### Task instructions
Pull out each line of the records below that contains the string "shirt", and copy those lines unchanged.
* Start *
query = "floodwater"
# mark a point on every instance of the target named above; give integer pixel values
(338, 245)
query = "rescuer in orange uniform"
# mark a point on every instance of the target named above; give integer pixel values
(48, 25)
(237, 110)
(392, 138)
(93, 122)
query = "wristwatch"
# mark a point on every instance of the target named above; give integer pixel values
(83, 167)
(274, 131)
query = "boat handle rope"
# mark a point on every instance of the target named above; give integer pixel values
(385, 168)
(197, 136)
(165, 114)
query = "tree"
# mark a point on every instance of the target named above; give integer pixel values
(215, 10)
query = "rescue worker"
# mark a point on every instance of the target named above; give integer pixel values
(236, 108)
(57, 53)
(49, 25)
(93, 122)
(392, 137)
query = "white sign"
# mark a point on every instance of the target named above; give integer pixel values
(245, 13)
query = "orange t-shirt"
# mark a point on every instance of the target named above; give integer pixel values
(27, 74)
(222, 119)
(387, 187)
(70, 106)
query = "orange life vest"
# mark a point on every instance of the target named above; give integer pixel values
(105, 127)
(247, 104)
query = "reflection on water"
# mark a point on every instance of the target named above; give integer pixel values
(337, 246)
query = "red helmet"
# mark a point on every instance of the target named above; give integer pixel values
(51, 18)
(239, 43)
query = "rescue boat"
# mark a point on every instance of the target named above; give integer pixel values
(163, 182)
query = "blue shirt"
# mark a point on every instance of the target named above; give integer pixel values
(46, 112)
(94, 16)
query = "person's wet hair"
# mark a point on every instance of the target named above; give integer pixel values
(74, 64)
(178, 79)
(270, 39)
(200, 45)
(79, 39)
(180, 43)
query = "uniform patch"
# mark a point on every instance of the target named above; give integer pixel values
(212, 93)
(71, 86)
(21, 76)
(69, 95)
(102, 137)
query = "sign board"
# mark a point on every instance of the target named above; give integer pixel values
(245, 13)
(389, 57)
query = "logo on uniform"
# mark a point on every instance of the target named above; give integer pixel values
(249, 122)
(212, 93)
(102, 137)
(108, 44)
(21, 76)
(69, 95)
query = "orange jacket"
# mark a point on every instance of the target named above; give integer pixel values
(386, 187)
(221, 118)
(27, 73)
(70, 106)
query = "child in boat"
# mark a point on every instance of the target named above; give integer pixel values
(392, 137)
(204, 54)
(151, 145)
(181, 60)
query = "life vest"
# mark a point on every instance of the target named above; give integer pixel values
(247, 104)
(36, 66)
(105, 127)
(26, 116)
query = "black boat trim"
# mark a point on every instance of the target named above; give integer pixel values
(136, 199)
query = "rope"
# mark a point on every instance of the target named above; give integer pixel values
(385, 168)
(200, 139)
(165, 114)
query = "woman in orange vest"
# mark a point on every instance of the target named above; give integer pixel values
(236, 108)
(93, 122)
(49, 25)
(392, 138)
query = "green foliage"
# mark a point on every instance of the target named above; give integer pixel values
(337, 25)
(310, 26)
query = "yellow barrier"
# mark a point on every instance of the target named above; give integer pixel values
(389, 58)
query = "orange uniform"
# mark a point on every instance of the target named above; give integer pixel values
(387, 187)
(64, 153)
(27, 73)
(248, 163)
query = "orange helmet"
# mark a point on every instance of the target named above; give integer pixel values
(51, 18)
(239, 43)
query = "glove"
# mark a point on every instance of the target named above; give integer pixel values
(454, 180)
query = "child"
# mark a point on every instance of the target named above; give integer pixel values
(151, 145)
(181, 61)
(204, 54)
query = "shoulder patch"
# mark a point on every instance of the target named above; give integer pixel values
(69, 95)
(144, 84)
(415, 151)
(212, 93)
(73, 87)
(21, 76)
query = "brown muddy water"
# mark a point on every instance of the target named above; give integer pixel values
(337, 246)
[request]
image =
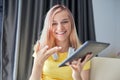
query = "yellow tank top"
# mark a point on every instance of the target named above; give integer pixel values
(51, 71)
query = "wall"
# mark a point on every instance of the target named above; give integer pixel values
(107, 25)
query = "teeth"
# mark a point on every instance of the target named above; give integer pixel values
(60, 32)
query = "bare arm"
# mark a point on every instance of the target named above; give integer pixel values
(41, 55)
(77, 69)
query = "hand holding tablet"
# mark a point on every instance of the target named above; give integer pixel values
(88, 47)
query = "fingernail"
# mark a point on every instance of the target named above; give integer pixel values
(60, 47)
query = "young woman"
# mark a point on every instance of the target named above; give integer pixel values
(59, 33)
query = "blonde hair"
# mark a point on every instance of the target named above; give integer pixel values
(46, 37)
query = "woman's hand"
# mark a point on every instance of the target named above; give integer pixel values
(77, 67)
(43, 52)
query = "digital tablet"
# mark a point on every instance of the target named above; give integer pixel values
(93, 47)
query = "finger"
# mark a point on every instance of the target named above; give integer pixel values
(53, 50)
(87, 58)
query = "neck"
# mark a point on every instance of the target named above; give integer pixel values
(65, 45)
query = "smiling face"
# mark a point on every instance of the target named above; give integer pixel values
(61, 26)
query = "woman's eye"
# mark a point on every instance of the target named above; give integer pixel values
(63, 22)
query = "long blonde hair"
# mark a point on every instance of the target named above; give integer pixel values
(46, 37)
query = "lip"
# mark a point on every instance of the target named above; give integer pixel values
(61, 33)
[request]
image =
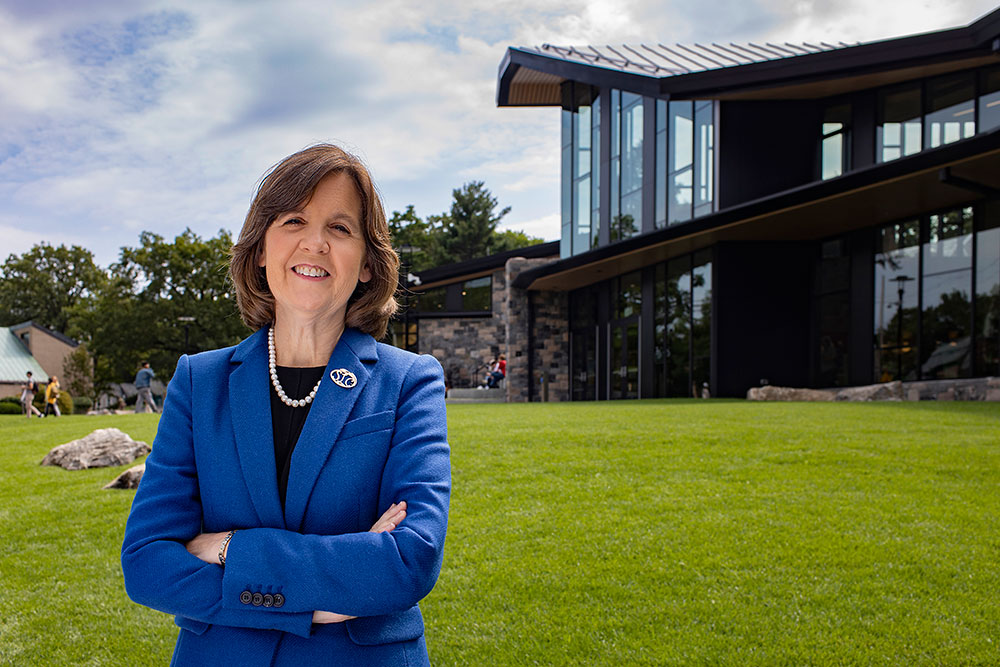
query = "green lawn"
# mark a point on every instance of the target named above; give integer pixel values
(651, 532)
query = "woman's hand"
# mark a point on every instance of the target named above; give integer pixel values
(386, 523)
(206, 547)
(390, 519)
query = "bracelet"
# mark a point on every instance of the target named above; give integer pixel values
(222, 549)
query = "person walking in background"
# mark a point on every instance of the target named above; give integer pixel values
(28, 391)
(497, 372)
(144, 398)
(52, 397)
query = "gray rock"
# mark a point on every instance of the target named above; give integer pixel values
(103, 448)
(886, 391)
(772, 393)
(129, 479)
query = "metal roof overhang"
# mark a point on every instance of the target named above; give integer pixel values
(931, 180)
(532, 79)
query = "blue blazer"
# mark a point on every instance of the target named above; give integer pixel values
(362, 448)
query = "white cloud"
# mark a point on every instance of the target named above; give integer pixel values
(121, 116)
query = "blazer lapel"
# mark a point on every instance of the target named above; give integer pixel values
(250, 408)
(329, 411)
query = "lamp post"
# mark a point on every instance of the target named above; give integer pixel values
(187, 320)
(900, 281)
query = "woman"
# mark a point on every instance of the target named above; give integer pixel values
(294, 506)
(52, 397)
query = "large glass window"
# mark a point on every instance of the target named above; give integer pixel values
(833, 305)
(566, 184)
(897, 269)
(701, 322)
(989, 99)
(835, 142)
(987, 327)
(628, 295)
(624, 336)
(899, 129)
(683, 326)
(580, 168)
(947, 296)
(470, 297)
(583, 336)
(704, 172)
(595, 171)
(432, 300)
(660, 205)
(685, 160)
(951, 109)
(629, 220)
(680, 178)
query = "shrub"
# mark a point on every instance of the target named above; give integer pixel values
(65, 401)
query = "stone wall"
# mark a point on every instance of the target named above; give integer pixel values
(551, 339)
(463, 344)
(551, 344)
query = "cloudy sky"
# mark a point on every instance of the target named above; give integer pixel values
(118, 116)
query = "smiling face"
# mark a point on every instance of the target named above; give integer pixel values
(315, 257)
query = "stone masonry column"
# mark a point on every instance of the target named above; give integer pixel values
(518, 379)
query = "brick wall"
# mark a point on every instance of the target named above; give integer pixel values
(550, 338)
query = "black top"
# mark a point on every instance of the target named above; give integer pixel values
(286, 421)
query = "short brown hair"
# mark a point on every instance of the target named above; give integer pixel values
(287, 187)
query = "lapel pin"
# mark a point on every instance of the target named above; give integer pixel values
(343, 378)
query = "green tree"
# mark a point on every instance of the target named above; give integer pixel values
(45, 283)
(78, 374)
(466, 232)
(136, 316)
(411, 239)
(510, 239)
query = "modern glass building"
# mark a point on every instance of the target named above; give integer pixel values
(808, 215)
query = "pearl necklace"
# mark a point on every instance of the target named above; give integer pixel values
(290, 402)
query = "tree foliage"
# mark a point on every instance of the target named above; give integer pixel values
(136, 316)
(45, 283)
(467, 231)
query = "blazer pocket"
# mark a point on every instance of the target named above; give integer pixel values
(191, 625)
(373, 630)
(379, 421)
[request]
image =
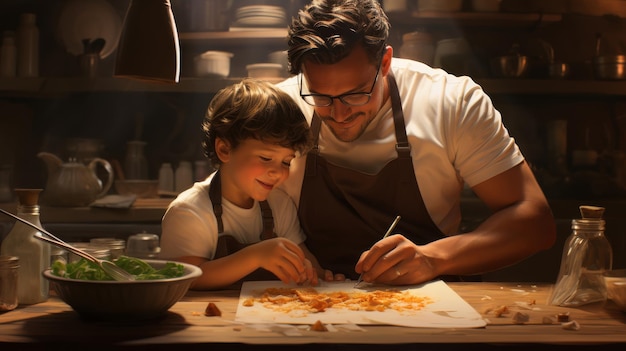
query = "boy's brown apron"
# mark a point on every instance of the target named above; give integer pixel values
(344, 212)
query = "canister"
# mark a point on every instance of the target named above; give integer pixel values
(8, 282)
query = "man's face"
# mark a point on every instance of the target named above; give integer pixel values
(353, 74)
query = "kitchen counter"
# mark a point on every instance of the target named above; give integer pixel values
(54, 324)
(142, 210)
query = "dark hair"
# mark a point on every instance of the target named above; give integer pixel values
(254, 109)
(326, 31)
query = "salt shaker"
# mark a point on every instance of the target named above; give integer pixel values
(587, 254)
(166, 177)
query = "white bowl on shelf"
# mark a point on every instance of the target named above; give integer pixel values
(213, 64)
(265, 70)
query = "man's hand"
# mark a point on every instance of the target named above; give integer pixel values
(395, 260)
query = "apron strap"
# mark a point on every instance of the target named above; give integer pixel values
(402, 142)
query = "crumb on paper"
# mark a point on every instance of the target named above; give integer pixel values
(498, 311)
(212, 310)
(520, 318)
(572, 325)
(318, 326)
(563, 317)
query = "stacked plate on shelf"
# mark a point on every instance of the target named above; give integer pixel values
(260, 16)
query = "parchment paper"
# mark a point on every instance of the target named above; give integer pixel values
(448, 309)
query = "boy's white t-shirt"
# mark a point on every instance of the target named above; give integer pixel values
(189, 226)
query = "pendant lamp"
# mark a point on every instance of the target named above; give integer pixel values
(148, 49)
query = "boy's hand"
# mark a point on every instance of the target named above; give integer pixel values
(285, 259)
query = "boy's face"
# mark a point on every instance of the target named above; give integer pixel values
(252, 170)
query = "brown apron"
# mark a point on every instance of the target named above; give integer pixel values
(344, 212)
(227, 244)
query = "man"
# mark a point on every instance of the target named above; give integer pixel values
(396, 137)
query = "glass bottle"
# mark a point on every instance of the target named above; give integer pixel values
(8, 55)
(34, 255)
(587, 254)
(9, 266)
(136, 164)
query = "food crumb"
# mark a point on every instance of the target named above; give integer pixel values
(563, 317)
(573, 325)
(212, 310)
(498, 312)
(520, 318)
(318, 326)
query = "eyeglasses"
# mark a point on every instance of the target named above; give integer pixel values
(350, 99)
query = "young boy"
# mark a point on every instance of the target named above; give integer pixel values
(252, 132)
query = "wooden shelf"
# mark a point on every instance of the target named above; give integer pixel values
(553, 87)
(236, 38)
(473, 19)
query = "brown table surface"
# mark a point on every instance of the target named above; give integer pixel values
(53, 323)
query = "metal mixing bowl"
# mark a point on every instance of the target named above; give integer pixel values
(611, 67)
(123, 301)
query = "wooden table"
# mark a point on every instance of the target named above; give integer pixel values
(54, 324)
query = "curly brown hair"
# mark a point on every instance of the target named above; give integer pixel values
(326, 31)
(254, 109)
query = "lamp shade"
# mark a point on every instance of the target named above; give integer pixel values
(148, 49)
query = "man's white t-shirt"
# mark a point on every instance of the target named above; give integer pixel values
(189, 226)
(456, 137)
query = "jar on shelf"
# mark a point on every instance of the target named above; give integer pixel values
(135, 163)
(418, 46)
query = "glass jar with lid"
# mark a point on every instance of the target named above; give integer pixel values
(587, 254)
(8, 282)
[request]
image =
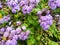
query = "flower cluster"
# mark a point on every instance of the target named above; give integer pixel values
(9, 35)
(54, 4)
(45, 19)
(1, 5)
(26, 5)
(4, 19)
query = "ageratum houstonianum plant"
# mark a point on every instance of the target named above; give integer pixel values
(45, 19)
(26, 5)
(9, 35)
(54, 4)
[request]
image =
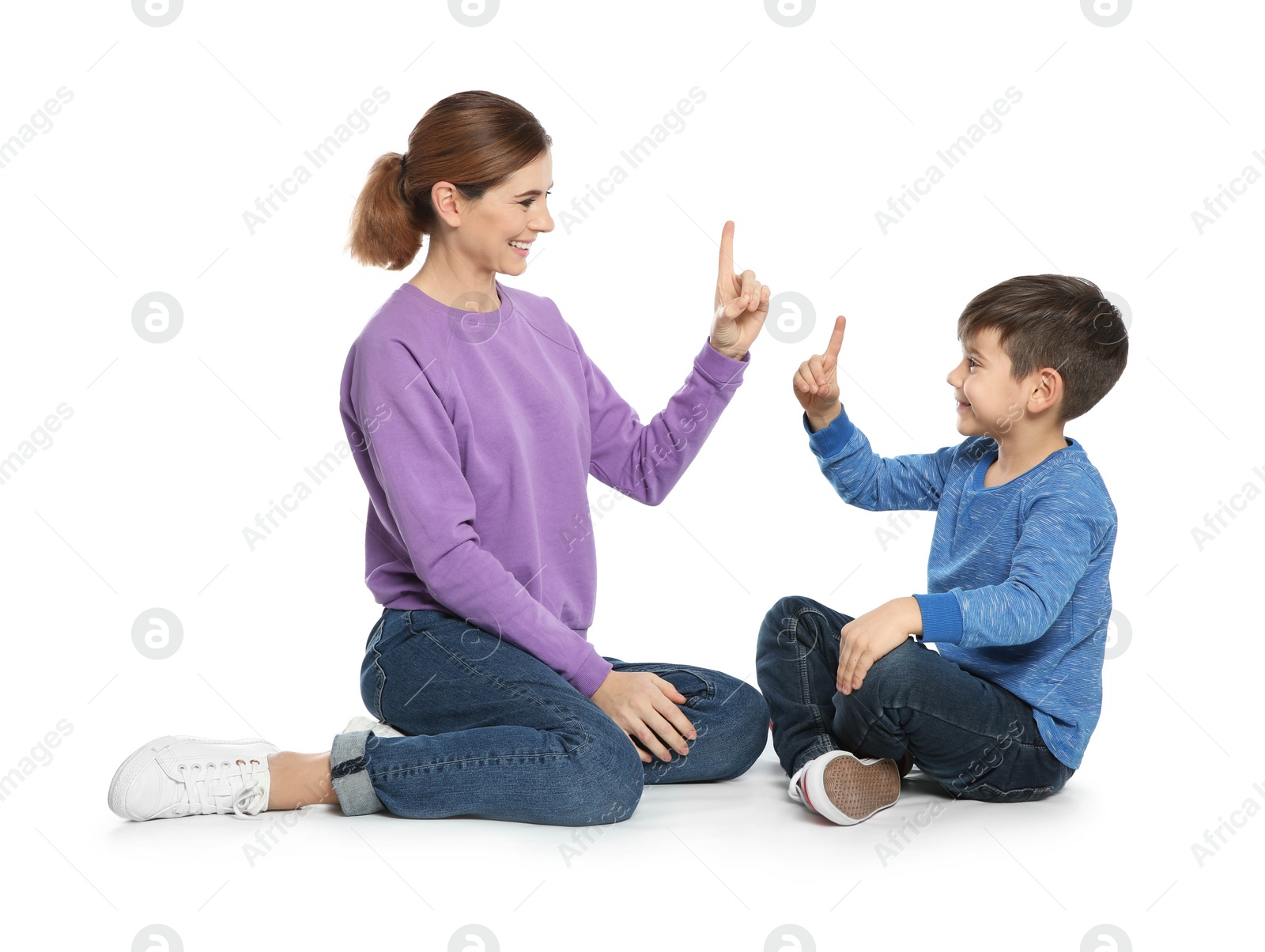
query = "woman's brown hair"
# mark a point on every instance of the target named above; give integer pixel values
(474, 139)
* End *
### Finished answer
query = "orange t-shirt"
query = "blue shirt"
query = "boy's white t-shirt"
query = "man's white t-shirt"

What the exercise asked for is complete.